▸ **Records**:
——

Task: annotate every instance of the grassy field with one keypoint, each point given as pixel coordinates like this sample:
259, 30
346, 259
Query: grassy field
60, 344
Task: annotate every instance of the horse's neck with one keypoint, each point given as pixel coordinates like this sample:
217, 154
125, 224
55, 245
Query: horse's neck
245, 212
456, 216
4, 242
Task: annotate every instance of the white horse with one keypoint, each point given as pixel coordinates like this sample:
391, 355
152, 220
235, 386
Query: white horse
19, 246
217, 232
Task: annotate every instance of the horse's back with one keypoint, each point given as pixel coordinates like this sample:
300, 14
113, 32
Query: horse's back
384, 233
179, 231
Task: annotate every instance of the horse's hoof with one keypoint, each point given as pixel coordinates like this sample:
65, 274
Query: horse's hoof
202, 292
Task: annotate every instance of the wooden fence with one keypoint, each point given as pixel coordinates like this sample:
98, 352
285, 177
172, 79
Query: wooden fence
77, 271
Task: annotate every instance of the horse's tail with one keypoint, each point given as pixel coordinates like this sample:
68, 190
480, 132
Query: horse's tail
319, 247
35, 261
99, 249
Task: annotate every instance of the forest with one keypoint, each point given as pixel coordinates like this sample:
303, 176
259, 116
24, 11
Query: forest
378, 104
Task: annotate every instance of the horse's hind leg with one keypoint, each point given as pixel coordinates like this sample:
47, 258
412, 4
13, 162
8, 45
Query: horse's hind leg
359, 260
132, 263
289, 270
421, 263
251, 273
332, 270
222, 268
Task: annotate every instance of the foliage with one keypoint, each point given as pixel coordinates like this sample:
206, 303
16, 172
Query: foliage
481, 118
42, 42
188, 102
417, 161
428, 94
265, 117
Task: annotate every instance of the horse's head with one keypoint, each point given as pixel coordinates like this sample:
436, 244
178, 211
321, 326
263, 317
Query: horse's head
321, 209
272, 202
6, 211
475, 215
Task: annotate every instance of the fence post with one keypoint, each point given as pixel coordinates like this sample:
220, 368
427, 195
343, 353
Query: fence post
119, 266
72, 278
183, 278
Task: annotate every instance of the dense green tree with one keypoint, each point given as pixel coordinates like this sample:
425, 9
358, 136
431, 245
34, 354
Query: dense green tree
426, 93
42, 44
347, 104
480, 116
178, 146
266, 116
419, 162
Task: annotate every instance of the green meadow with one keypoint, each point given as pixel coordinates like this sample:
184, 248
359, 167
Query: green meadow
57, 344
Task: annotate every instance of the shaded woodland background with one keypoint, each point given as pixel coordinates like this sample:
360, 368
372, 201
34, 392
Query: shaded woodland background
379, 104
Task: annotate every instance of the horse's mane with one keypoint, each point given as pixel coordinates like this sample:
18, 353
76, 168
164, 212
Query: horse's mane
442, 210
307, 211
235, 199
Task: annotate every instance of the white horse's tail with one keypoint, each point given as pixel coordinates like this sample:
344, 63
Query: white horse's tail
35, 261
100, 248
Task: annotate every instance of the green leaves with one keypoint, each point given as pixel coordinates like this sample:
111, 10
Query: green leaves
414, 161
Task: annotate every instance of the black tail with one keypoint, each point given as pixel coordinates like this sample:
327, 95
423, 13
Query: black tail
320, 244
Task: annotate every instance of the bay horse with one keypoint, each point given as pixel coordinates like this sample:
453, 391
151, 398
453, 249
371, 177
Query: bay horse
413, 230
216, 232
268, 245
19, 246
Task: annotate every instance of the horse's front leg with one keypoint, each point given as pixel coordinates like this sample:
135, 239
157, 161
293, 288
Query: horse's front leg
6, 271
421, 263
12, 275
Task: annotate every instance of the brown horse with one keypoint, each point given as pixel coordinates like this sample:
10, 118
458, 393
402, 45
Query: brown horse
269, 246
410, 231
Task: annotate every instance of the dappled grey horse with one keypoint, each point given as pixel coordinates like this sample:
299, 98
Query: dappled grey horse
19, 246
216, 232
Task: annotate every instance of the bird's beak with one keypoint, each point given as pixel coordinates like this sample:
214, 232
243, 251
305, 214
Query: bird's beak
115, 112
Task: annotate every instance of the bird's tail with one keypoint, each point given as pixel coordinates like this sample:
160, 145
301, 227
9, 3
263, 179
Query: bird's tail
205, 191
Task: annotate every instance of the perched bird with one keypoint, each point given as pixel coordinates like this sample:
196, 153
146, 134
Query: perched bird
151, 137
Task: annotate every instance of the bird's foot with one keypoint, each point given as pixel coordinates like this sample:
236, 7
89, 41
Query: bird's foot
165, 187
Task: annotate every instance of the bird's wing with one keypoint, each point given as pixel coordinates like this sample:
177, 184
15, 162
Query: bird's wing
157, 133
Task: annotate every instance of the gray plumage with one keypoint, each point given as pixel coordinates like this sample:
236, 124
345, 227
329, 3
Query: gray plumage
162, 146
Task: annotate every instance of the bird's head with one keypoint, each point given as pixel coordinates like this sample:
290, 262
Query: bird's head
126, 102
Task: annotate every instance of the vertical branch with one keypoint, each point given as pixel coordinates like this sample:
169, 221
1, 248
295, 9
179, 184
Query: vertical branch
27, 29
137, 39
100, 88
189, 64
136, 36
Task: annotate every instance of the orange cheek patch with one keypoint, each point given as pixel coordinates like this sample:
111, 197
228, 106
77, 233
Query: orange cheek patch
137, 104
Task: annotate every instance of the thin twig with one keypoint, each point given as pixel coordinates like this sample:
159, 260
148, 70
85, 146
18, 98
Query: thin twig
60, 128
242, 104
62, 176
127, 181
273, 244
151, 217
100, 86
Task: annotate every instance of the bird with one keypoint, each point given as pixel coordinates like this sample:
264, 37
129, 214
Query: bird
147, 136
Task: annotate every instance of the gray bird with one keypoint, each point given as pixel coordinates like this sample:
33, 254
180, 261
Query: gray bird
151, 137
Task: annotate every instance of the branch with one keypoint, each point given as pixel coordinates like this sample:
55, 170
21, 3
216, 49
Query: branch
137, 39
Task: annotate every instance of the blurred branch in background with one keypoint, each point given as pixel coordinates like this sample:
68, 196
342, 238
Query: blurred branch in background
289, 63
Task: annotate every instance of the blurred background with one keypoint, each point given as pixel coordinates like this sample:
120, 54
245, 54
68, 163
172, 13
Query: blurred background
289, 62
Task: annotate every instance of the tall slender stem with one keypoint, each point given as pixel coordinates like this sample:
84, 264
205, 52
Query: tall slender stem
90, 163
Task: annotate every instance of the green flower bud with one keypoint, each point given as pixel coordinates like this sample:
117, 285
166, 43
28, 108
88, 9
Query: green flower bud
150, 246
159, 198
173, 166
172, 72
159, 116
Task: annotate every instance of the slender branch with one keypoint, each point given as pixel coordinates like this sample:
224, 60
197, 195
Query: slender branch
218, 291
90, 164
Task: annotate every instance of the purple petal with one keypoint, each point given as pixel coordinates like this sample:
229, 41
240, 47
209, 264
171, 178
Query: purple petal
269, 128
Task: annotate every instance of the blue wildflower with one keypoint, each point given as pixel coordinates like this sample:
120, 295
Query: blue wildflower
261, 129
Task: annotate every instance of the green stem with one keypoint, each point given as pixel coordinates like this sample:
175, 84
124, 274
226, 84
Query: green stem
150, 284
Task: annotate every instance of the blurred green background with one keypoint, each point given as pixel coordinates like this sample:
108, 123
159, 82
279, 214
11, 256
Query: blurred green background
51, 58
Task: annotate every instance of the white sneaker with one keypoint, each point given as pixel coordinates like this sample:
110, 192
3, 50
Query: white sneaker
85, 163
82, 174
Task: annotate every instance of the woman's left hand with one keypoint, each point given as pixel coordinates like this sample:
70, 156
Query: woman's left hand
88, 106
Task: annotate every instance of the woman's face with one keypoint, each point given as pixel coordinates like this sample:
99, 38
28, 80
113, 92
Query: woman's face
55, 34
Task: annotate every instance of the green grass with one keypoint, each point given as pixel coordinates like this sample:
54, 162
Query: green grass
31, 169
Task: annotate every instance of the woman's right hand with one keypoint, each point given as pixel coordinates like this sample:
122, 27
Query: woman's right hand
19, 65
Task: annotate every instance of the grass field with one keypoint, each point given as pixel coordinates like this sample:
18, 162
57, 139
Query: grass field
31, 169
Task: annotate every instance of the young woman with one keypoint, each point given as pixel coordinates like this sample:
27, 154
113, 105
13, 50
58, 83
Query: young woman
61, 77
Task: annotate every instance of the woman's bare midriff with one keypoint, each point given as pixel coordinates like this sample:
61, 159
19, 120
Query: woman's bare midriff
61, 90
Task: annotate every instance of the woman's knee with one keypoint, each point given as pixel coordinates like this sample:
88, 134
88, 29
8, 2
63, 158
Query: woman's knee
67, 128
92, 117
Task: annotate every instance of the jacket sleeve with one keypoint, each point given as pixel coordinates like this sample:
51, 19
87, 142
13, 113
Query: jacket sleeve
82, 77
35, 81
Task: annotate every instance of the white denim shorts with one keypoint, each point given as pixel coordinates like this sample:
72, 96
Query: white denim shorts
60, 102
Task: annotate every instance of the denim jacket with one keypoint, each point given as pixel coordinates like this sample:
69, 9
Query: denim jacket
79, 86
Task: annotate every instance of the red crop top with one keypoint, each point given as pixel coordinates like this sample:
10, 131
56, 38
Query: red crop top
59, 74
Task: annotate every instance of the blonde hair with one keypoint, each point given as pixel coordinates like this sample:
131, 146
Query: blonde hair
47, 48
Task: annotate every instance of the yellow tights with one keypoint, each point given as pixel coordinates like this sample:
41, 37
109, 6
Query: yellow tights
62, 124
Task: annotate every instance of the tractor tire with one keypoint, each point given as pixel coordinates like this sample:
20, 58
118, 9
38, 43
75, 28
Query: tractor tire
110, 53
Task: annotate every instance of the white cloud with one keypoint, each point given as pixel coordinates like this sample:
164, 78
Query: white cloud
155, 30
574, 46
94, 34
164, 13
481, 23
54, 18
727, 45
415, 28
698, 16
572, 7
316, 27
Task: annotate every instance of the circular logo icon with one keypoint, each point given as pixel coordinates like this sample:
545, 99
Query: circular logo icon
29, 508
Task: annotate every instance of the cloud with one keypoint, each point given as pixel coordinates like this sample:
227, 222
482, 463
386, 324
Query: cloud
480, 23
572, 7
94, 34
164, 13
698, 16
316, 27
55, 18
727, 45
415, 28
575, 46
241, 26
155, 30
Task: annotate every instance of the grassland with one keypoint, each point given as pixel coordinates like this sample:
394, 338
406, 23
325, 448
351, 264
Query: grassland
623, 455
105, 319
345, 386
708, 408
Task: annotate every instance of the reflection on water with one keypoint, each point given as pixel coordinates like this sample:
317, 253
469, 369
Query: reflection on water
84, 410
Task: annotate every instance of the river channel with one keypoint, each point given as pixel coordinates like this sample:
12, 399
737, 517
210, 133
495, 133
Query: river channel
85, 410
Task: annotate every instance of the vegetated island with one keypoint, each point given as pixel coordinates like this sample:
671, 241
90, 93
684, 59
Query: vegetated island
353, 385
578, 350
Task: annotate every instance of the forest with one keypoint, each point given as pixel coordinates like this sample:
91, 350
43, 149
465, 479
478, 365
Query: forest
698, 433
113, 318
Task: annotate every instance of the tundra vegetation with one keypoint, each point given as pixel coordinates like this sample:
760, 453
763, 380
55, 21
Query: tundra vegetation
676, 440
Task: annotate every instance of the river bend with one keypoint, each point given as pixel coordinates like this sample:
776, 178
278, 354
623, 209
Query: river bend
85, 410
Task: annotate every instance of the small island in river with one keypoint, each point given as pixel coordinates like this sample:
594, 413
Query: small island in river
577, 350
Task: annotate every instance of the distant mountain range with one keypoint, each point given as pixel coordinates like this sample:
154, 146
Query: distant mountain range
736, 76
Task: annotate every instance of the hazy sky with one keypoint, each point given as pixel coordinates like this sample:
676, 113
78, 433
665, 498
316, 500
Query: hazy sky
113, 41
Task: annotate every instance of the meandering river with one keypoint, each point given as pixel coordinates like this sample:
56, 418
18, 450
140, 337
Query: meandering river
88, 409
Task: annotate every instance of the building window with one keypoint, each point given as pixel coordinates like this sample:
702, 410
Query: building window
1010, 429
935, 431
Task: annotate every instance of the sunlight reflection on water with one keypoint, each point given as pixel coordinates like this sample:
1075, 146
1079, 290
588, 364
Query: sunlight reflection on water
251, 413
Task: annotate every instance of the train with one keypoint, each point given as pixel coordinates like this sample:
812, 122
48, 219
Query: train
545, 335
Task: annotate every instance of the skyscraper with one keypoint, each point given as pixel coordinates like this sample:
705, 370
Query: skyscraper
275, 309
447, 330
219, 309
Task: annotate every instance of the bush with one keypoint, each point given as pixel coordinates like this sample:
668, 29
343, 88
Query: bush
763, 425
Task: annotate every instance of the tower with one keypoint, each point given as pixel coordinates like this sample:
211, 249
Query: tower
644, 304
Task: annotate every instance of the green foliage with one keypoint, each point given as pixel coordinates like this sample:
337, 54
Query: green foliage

——

▸ **What the task requires**: Repeat only the lines from the one holding "Task: annotate every instance of the train" through the last line of the data.

▸ **Answer to the exercise**:
Task: annotate every instance of the train with one keypoint, each point given as pixel coordinates like this sample:
812, 122
48, 219
Query: train
545, 335
Task: annotate every instance of the skyscraper with one keypoint, each point given as pixel coordinates like this sample:
705, 370
Query: skyscraper
275, 309
447, 330
219, 309
Task: annotate every instance of the bush with one keypoint, each point given as pixel coordinates like this sample:
668, 29
343, 88
Query: bush
763, 425
Task: annotate every instance of the tower with one keypoint, each point given as pixel coordinates like this sample:
211, 249
Query: tower
644, 304
Task: annotate every instance of the green foliage with one keypoint, each point given as pixel coordinates like this sample:
337, 54
Query: green foliage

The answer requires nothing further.